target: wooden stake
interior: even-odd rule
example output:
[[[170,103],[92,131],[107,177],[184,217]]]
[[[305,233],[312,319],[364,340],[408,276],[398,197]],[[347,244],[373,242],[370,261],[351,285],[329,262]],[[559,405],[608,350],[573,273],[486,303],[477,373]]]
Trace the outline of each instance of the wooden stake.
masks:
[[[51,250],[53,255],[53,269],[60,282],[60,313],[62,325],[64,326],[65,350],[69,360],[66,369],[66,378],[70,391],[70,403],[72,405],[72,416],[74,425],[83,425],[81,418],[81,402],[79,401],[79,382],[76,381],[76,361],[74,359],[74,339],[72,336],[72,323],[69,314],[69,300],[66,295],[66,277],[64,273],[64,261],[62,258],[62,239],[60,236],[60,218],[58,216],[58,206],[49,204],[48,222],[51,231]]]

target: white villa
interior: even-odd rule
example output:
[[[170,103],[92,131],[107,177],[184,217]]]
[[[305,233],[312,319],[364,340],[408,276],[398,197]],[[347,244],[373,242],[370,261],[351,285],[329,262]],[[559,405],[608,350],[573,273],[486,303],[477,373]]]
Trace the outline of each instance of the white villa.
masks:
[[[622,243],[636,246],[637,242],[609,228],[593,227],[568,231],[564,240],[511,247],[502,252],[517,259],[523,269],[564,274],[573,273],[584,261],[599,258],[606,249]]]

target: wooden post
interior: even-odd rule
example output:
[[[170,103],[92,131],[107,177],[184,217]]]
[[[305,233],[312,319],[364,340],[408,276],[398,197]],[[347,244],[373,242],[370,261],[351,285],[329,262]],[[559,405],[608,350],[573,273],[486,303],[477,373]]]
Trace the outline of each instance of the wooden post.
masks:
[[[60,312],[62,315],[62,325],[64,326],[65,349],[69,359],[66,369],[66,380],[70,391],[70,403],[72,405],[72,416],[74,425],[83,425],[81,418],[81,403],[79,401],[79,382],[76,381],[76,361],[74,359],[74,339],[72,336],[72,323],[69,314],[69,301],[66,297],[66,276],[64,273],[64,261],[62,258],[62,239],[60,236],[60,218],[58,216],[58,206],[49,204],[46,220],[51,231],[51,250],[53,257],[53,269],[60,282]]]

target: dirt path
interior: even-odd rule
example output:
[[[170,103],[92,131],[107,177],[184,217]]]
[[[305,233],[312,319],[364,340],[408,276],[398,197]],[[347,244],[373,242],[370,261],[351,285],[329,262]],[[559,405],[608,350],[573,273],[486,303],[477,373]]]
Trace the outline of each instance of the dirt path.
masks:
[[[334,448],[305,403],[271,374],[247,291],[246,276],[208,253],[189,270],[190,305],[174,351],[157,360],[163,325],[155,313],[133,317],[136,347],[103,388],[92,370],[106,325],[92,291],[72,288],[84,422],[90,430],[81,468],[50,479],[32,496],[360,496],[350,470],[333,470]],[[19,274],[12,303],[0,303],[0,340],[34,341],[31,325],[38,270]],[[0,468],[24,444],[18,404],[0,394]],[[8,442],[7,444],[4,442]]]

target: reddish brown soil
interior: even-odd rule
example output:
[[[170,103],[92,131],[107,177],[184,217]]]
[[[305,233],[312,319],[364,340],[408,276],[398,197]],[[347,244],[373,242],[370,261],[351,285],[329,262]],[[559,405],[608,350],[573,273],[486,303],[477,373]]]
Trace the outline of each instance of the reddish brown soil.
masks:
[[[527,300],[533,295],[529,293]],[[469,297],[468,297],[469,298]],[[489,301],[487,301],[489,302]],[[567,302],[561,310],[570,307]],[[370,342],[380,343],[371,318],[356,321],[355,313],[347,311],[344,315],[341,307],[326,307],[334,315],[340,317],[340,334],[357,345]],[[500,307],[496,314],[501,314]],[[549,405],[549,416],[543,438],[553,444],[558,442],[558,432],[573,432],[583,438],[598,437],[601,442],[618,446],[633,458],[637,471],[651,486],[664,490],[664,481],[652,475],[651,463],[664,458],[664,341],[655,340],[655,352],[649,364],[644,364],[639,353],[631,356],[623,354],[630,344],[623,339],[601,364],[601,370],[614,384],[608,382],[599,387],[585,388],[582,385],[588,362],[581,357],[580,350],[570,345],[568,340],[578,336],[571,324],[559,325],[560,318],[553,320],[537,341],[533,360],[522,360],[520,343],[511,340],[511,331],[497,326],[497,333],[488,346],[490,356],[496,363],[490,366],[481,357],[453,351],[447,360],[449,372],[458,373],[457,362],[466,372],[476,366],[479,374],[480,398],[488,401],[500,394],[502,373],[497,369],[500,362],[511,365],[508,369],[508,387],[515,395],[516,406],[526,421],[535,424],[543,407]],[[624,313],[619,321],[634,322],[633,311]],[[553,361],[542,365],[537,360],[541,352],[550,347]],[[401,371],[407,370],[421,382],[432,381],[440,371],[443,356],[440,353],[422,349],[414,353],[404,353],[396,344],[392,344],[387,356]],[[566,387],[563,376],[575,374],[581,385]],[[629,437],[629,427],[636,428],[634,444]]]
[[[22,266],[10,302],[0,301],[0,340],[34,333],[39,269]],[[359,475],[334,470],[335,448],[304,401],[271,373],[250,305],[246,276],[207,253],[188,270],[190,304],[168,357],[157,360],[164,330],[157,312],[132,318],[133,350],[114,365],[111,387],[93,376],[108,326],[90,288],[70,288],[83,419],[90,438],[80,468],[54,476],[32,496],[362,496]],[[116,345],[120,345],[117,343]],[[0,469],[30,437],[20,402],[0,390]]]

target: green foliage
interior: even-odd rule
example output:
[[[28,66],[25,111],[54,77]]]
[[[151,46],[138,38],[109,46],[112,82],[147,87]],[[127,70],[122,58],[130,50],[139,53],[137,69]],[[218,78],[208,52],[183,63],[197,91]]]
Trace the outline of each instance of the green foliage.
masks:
+===+
= EXERCISE DESCRIPTION =
Collect every line of the records that contains the string "stake", matching case exactly.

= FINAL RESULT =
target: wooden stake
Trace the outline of each instance of the wooden stake.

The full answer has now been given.